Instruções do exercício
(a) Indique se cada afirmação abaixo está de acordo com o texto sobre cronos e kairós. Responda sim ou não e cite literalmente as palavras do texto que decidem a questão: (i) os gregos usavam duas palavras diferentes para designar o tempo; (ii) o tempo kairós pode ser medido pelo relógio; (iii) ao encarnar-se, Jesus entrou no tempo kairós.
(b) Localize e copie todas as linhas da listagem que contêm a palavra "white". Diferencie maiúsculas de minúsculas.
======== Trecho citado ========
Tempo, uma questão de opção

Ah, o tempo! Essa coisa tão medida, tão preciosa, tão disputada, tão valiosa! O que fazer do tempo? Afinal, quem manda em quem, sou eu que mando no tempo ou ele que manda em mim? Como distinguir o senhor e o servo? Como evitar “ser tragado” por ele?

Os gregos resolveram, em parte, esse problema tão inquietante nos nossos dias. Resolveram criar duas palavras para designar dois tipos de tempo diferente. A primeira, o tempo cronos, significa o único termo que a língua portuguesa utiliza, com seus diferentes sinônimos: tempo mensurável pelo relógio e pelos astros. Esse é o tempo que nos restringe, inquieta, interpela, irrita e nunca parece bastar para fazer o que necessitamos.

A outra palavra grega para “tempo” é kairós. Este tipo de tempo é aquele que não se mede, é interior, espiritual, pleno, profundo. É pessoal, mas universal. Seu efeito atinge os que participam dele e os que lhe são indiferentes. Ao perceber isso, os cristãos dos primeiros séculos passaram a utilizar essa palavra para designar o “tempo da graça de Deus”, o kairós de Deus.

Na verdade, ambos os tipos de tempo foram criados por Deus. São, portanto, criaturas de Deus, como as nuvens, o ar, a água. Deus age em ambos e através de ambos. Quando Jesus se encarnou, ele encarnou-se no “tempo cronos”, mensurável, histórico, preciso. Entretanto, ao encarnar-se e nascer, ele transformou este tempo cronos em tempo kairós, tempo de graça, tempo da graça de Deus.

O Verbo se fez carne e habitou entre nós. Ele, o Senhor do tempo, submeteu-se ao tempo cronos para transformá-lo em kairós. Obviamente, isso não é coisa de pouca monta. Trata-se da transformação da história da humanidade, a transformação de sua mentalidade humana em mentalidade divina. Diz respeito à inserção palpável do tempo kairós no tempo cronos. Com Jesus, podemos viver escravizados pelo tempo cronos ou libertos pelo tempo kairós.

Alienação? Zen? Nada disso: sabedoria. Se vivermos sabendo que Deus e, portanto, nós somos os senhores do tempo cronos, ele se transforma em kairós. Ao passar a administrar o tempo e submetê-lo a Deus, seu verdadeiro dono e criador, passo a conviver com ele como uma chance de viver para Deus, de enxergar a graça de Deus em cada minuto passado, presente ou por vir. Passo a viver o tempo kairós sem deixar de viver o tempo cronos.

Tenho 10 minutos para chegar ao trabalho, estou a 100 metros do prédio e o trânsito simplesmente não anda. Nervosismo e desespero? Jamais! O cronos foi transformado por Cristo em kairós. Ele sabe de tudo. Sabe por que o transito não anda, por que estou preso aqui e, como me ama, faz sempre o melhor para mim. Aproveito, então, o tempo que me é concedido como kairós: canto, rezo, ouço músicas ou palestras sobre o Evangelho, rezo o terço, louvo o Senhor da minha vida e do tempo.
======== Entradas extraídas ========
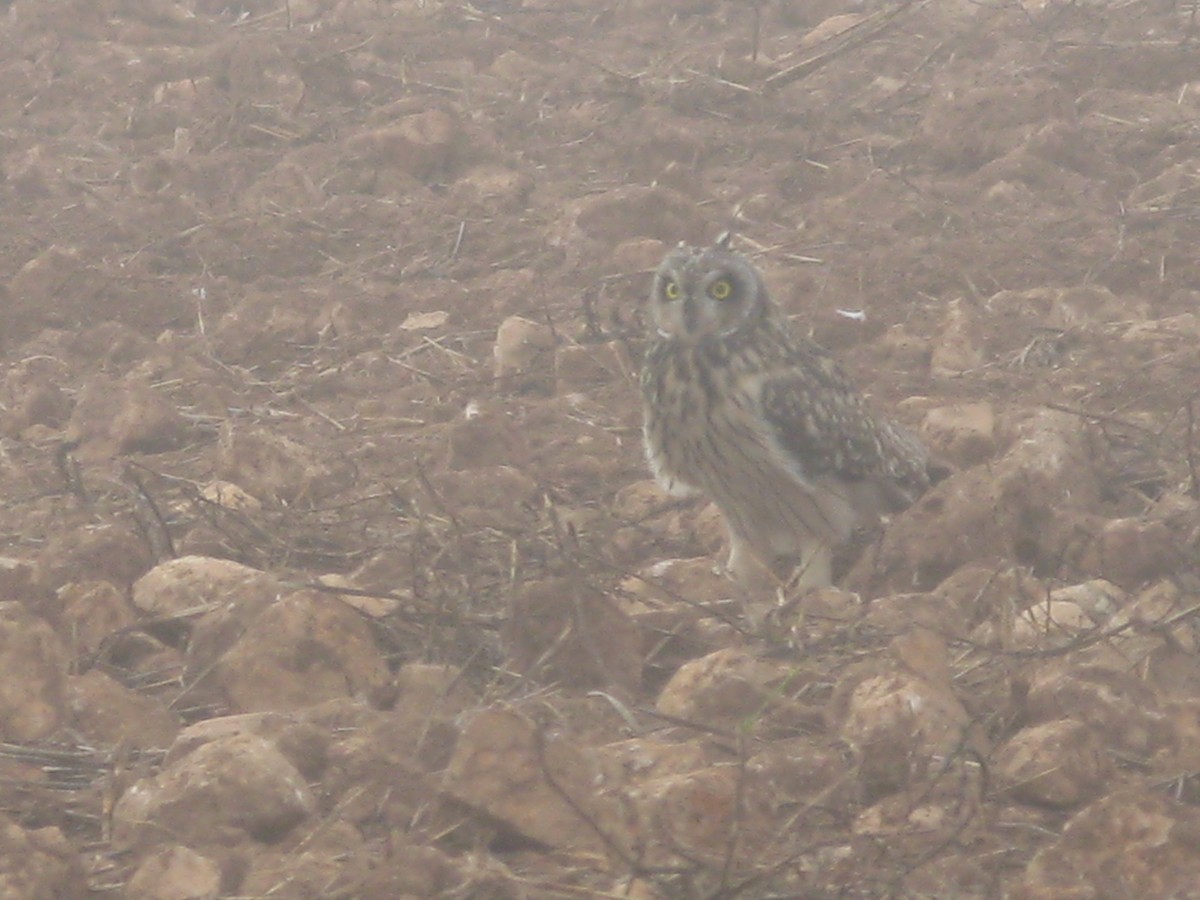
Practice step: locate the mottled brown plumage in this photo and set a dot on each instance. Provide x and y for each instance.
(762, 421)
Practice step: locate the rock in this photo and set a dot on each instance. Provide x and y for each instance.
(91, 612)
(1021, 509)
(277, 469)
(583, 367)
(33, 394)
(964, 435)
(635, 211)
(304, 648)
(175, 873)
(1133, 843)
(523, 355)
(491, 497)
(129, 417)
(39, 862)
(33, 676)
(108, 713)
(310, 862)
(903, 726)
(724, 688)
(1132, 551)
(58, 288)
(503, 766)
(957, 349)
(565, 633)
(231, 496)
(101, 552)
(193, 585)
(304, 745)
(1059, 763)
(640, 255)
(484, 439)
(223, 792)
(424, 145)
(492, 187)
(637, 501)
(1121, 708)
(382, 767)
========
======== Entradas extraídas ========
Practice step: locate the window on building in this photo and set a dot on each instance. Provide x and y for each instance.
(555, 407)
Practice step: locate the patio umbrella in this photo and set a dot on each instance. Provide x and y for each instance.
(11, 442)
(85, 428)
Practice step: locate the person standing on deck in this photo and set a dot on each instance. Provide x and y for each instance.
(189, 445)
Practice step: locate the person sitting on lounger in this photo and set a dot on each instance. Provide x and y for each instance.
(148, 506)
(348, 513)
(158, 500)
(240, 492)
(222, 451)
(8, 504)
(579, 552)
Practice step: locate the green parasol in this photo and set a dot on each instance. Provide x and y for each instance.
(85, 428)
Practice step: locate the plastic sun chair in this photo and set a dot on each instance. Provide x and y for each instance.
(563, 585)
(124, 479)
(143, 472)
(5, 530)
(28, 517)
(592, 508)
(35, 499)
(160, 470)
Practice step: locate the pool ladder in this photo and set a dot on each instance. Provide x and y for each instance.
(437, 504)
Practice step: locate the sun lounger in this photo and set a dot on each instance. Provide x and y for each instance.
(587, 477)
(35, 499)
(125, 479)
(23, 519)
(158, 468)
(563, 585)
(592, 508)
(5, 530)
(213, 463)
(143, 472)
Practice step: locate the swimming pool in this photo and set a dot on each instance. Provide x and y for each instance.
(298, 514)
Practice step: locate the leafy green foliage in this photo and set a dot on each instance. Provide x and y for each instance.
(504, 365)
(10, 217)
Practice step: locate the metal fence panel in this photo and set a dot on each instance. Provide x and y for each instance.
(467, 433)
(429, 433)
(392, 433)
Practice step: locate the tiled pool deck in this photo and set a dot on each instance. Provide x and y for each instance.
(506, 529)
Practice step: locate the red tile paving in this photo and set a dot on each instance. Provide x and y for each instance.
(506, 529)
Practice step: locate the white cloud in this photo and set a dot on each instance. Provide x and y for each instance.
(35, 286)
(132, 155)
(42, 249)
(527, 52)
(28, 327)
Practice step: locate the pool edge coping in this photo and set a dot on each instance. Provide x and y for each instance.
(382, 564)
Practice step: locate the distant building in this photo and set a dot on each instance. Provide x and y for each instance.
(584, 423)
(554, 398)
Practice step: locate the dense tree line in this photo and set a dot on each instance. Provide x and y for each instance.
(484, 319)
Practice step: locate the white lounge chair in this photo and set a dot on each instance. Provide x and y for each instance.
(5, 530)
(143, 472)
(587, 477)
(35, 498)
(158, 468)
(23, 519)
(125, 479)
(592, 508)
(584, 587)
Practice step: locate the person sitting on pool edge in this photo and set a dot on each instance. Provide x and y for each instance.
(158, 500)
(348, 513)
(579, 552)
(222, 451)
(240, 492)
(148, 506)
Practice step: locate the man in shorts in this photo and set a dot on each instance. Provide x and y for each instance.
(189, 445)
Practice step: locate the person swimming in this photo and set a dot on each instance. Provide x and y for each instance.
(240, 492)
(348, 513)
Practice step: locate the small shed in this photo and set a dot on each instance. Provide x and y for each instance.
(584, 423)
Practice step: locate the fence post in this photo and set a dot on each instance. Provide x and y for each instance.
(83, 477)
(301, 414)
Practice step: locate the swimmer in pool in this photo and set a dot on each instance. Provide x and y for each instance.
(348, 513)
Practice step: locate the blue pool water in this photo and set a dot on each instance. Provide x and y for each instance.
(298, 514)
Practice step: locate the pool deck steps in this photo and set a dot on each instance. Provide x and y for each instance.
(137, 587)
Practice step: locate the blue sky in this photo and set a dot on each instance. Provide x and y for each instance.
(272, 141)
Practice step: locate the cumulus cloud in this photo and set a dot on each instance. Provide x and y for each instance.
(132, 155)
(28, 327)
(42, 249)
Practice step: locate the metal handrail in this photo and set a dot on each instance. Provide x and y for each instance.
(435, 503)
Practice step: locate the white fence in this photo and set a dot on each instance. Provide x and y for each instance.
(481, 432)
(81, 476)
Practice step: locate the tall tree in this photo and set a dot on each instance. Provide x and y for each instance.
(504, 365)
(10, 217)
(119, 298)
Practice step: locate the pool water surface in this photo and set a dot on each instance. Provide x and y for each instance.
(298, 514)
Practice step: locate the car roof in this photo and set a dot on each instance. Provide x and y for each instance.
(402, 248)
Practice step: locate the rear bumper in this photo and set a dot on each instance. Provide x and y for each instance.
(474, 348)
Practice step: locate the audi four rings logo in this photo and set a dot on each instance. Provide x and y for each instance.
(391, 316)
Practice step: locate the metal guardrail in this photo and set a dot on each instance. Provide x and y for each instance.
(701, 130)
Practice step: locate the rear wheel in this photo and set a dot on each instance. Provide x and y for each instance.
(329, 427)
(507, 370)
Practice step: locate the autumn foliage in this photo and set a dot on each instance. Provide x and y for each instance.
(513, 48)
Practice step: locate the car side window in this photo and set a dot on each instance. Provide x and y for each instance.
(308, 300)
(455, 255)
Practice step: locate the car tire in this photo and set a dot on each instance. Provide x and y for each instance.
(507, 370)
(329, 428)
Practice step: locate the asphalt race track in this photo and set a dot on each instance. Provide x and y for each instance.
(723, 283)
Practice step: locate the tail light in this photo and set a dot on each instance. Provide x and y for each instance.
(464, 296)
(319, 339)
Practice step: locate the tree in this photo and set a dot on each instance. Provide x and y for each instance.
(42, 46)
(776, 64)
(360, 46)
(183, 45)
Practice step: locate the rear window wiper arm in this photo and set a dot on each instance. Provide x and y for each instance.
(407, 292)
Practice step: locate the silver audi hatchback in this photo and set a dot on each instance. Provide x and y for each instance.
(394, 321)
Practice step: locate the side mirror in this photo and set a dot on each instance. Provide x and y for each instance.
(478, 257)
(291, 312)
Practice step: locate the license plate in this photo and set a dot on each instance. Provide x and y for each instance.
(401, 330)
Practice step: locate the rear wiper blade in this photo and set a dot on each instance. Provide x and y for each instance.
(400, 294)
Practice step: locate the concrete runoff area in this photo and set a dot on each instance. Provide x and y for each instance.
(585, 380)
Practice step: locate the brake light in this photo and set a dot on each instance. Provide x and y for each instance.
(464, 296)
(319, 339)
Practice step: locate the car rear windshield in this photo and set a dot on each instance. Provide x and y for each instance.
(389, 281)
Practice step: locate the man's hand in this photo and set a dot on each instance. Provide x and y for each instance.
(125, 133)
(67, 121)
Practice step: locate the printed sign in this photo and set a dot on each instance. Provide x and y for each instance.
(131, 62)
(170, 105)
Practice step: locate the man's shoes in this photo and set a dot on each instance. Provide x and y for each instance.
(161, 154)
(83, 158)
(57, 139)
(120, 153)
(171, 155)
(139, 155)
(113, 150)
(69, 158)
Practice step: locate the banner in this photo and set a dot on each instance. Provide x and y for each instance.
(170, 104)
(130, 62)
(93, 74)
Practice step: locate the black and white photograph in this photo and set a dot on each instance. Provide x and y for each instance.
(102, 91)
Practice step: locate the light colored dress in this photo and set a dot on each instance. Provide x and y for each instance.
========
Soluções
(a)
(i) Sim: «Resolveram criar duas palavras para designar dois tipos de tempo diferente.»
(ii) Não: «Este tipo de tempo é aquele que não se mede»
(iii) Não: «Quando Jesus se encarnou, ele encarnou-se no “tempo cronos”, mensurável, histórico, preciso.»

(b)
Practice step: locate the white cloud in this photo and set a dot on each instance. Provide x and y for each instance.
Practice step: locate the white lounge chair in this photo and set a dot on each instance. Provide x and y for each instance.
Practice step: locate the white fence in this photo and set a dot on each instance. Provide x and y for each instance.
Practice step: locate the black and white photograph in this photo and set a dot on each instance. Provide x and y for each instance.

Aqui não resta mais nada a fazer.